=== Task to carry out ===
In the entries, find all lines that hold the word "below" and copy them.

=== Dataset ===
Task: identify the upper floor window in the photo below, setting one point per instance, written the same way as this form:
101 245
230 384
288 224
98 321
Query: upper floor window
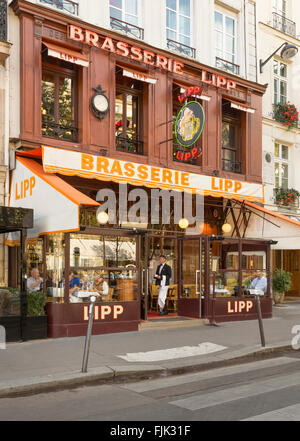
279 6
124 16
281 162
63 5
179 21
225 42
231 138
128 113
280 82
125 10
59 100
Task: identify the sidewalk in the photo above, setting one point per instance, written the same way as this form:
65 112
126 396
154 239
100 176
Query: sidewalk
39 366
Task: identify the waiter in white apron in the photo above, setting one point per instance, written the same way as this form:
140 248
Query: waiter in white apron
162 278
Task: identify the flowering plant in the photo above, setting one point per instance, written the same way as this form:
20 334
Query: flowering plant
287 196
287 114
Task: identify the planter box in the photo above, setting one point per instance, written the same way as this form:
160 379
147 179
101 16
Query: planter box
12 325
34 327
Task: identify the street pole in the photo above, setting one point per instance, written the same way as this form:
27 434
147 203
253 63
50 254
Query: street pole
212 320
260 322
88 335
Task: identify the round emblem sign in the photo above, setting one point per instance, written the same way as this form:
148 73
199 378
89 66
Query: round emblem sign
189 123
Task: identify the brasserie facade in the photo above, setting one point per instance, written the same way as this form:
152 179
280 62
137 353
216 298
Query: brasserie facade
100 111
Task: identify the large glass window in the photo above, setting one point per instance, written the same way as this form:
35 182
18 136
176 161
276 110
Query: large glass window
280 82
281 163
128 114
179 21
225 39
59 100
103 265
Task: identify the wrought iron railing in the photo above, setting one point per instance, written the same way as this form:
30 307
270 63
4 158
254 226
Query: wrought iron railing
227 66
181 48
64 130
130 144
3 20
234 167
127 28
284 25
64 5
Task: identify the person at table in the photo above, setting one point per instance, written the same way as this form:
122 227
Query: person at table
34 283
100 286
74 282
260 282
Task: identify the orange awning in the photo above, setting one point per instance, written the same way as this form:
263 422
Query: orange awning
65 54
55 203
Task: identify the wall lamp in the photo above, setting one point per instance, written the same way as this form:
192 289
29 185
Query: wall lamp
288 51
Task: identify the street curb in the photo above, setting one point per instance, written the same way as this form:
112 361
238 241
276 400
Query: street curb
129 373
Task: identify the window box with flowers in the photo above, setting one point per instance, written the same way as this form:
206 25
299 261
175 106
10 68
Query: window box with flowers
287 114
287 197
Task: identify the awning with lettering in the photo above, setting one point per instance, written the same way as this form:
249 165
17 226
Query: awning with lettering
140 76
241 106
55 203
74 163
65 54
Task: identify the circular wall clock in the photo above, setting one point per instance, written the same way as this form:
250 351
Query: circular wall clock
100 103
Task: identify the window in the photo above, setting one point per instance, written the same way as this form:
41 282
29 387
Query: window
225 41
128 113
179 21
231 138
281 153
59 99
279 6
280 82
124 10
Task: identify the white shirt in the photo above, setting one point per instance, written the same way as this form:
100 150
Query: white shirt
31 281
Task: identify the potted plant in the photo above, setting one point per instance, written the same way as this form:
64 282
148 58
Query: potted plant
35 323
287 197
281 282
287 114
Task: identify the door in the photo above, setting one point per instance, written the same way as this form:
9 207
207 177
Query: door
191 276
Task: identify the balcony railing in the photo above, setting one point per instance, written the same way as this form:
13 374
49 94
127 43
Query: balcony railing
3 20
181 48
234 167
129 144
284 25
227 66
127 28
63 5
64 130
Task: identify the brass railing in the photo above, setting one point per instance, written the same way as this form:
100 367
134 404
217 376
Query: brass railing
127 28
64 5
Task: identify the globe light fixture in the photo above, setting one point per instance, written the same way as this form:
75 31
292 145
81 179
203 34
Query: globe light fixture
102 217
183 223
226 228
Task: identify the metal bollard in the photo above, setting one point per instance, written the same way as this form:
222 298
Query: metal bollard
88 335
260 322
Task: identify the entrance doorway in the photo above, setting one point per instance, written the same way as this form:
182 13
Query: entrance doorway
191 276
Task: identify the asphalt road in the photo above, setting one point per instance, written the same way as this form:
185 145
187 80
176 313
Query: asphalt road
266 390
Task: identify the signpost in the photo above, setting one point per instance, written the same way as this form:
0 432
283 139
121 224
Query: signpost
88 335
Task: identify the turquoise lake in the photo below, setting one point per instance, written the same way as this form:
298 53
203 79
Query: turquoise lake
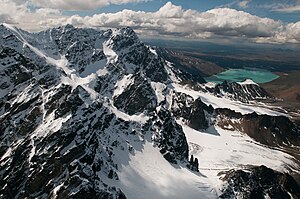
238 75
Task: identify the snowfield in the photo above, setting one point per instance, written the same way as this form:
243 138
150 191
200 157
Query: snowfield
148 175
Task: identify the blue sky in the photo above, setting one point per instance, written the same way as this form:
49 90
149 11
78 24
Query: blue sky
262 8
255 21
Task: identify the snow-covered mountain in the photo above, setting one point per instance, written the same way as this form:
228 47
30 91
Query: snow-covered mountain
99 114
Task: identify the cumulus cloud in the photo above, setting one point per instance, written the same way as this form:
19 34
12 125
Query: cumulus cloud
285 7
78 4
172 20
244 4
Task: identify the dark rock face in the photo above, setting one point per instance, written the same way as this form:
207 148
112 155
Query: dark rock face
187 73
241 92
268 130
137 98
193 111
259 183
170 138
59 136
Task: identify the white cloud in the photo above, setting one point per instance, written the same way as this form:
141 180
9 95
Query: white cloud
288 9
169 20
283 7
244 4
78 4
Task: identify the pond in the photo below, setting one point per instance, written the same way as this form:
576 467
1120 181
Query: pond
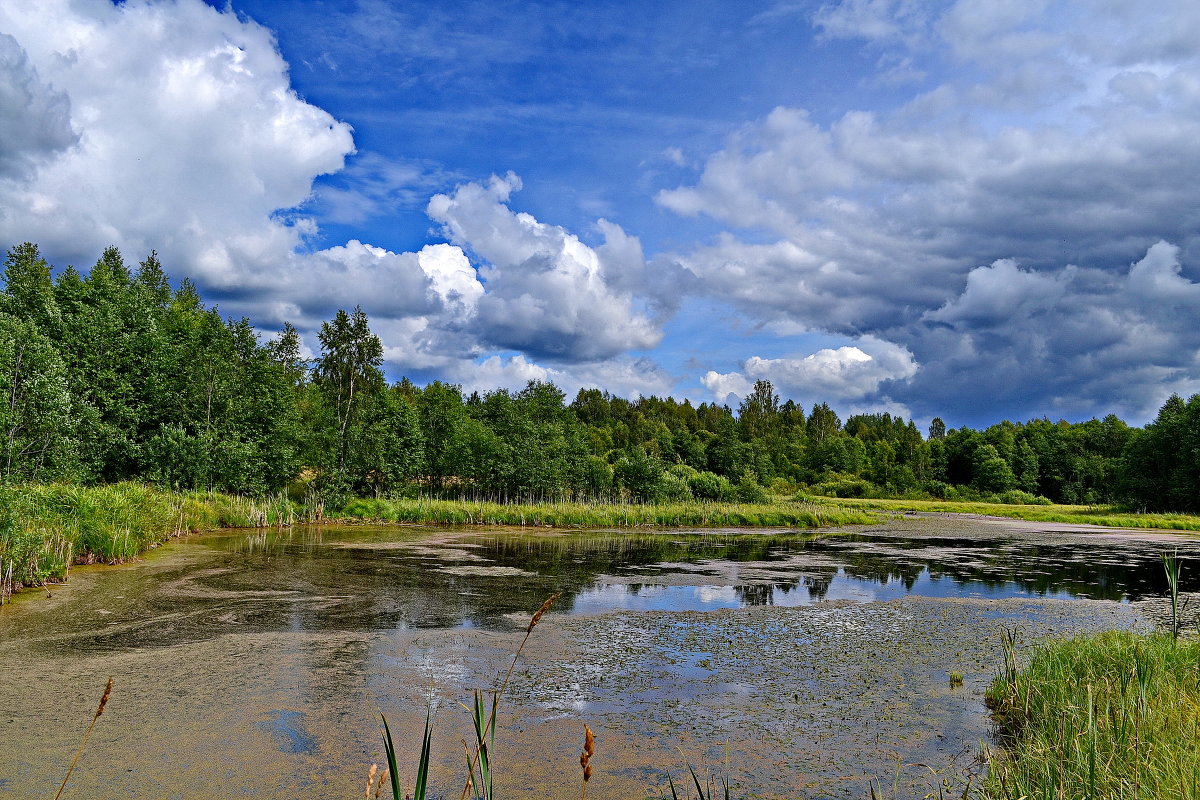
798 665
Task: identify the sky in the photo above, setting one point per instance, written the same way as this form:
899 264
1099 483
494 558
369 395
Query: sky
972 209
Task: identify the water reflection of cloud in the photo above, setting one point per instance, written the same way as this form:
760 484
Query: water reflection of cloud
717 594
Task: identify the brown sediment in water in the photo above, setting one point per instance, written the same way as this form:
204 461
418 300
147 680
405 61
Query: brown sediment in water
228 687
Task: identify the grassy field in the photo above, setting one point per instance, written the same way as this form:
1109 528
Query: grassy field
587 515
1111 716
47 528
1109 516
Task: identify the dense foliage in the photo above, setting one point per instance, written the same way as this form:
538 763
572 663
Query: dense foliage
115 376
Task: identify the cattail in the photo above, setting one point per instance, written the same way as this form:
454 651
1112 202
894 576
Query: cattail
100 709
375 768
589 749
545 607
103 699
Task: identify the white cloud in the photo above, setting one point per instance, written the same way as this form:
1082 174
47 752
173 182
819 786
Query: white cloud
547 294
35 119
190 138
851 374
1054 142
623 377
1000 293
723 385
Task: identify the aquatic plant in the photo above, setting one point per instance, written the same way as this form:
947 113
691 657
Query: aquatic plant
1108 716
1105 516
1171 565
48 527
587 515
87 734
479 764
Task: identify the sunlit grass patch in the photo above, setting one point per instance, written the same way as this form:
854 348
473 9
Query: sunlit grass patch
45 528
1110 716
1107 516
587 515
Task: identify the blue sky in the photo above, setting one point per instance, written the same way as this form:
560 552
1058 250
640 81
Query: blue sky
976 209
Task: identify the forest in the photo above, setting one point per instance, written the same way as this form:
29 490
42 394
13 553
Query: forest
115 376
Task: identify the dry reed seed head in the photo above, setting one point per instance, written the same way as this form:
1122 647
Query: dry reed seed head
375 768
545 607
103 699
589 749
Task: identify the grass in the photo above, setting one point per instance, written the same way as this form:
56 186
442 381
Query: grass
1110 716
587 515
45 529
479 764
1107 516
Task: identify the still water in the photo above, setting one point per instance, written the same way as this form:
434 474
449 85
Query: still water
255 663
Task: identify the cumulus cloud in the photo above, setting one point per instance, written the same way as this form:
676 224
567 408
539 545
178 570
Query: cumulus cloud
843 376
549 294
173 126
623 377
35 119
1054 142
190 138
1071 341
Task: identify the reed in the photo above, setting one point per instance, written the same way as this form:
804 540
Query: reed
1105 516
1110 716
588 515
87 734
479 764
45 529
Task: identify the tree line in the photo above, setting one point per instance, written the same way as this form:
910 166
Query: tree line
115 376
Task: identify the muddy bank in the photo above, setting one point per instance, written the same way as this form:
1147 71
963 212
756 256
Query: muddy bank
256 663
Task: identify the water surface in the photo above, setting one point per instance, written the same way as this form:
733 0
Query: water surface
252 663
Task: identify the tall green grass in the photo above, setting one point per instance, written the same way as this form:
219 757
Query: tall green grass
1107 516
47 528
586 515
1110 716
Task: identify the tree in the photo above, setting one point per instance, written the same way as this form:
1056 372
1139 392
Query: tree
29 293
759 413
347 373
35 405
991 473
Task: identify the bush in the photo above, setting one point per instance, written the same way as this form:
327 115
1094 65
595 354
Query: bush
748 489
708 486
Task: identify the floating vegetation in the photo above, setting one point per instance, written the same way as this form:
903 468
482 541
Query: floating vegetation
47 528
1085 515
586 515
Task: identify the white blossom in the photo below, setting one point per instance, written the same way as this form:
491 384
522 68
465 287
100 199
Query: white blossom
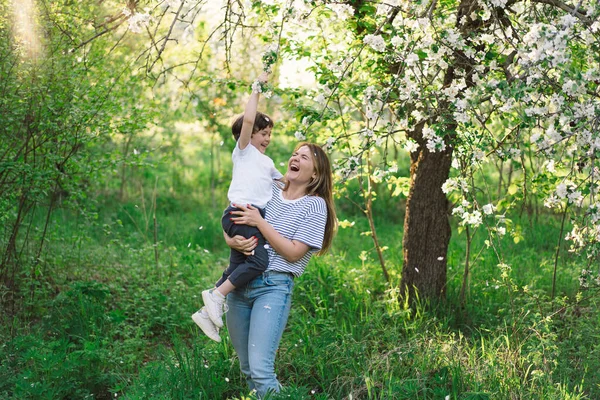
376 42
488 209
138 21
299 135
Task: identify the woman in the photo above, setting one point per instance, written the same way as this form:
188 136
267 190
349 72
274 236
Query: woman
300 220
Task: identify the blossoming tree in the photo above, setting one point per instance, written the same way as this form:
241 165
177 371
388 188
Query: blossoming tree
465 86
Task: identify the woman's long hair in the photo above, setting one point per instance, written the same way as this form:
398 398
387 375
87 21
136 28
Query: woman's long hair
322 186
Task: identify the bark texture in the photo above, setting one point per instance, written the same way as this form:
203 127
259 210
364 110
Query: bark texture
426 227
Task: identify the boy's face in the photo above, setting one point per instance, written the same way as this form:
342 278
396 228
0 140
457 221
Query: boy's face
261 139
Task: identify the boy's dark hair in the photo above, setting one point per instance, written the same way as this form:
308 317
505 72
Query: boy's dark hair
261 122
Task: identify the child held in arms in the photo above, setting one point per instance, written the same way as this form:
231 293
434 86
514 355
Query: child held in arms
251 184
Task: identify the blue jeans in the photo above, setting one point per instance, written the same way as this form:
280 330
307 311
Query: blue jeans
257 316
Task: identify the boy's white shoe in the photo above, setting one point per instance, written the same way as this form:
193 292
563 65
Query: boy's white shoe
202 319
214 303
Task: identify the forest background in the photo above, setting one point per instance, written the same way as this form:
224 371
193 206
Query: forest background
115 161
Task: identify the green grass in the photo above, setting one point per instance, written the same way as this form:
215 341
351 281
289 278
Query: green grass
106 320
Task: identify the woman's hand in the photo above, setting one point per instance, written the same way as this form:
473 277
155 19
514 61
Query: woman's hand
241 244
248 215
263 78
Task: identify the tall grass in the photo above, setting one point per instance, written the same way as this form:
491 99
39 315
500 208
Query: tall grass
107 319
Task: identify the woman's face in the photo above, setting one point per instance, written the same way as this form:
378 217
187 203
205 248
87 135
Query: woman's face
301 167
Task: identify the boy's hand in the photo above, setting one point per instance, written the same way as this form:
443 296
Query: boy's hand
264 77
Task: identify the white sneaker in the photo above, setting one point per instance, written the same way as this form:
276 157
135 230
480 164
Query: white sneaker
202 319
214 307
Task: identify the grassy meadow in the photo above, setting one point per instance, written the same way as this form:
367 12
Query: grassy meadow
106 314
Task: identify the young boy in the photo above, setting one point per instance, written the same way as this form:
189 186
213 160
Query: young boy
251 183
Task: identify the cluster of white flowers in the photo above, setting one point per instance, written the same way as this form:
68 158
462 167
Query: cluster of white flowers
467 214
329 143
299 135
566 190
376 42
434 142
545 42
411 146
269 57
372 105
137 21
488 209
453 184
343 11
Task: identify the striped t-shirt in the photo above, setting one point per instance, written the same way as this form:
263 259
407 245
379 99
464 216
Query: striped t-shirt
303 220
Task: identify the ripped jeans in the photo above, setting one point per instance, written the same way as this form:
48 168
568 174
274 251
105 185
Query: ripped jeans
257 316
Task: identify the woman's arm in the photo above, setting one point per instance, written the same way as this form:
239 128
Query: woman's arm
241 244
291 250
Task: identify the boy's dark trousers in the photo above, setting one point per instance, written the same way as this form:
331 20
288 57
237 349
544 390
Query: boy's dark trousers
242 269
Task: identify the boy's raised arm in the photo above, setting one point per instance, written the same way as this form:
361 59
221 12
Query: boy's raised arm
250 115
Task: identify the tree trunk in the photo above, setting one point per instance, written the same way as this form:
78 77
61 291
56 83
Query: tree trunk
426 226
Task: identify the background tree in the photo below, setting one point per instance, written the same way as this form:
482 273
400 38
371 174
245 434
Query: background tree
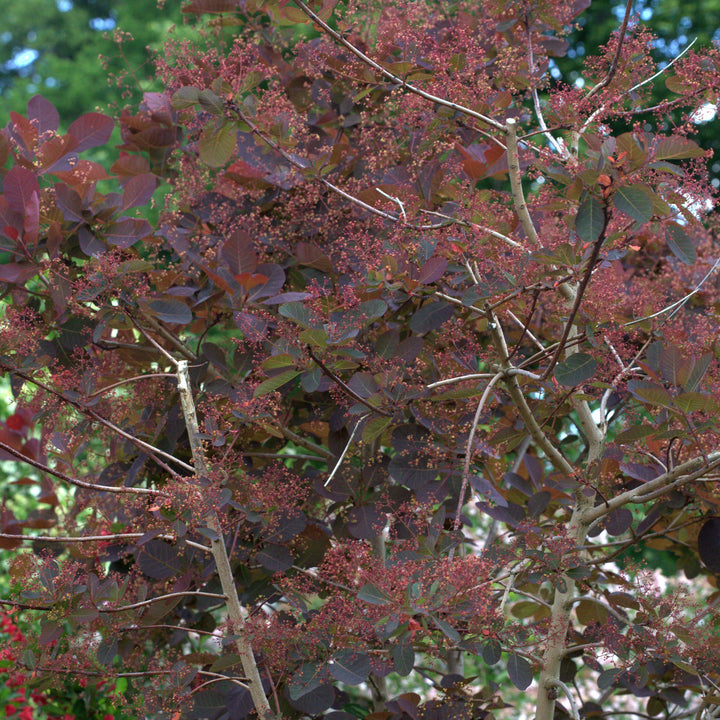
453 351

=== Answer space ===
Task: identify the upper floor window in the photo below, setting one point per instance, written the same way as this form:
Task: identify the turquoise lake in the photo below, setting one point per instance, written the same way as this form:
Task: identify the pond in the photo below, setting one point per instance, written the same way as this form:
Task: identify the white blossom in the photo below, setting one point per instance, written the same way as this form:
Task: identify the background tree in the photo below, setting one point per instance, written the same way as this form:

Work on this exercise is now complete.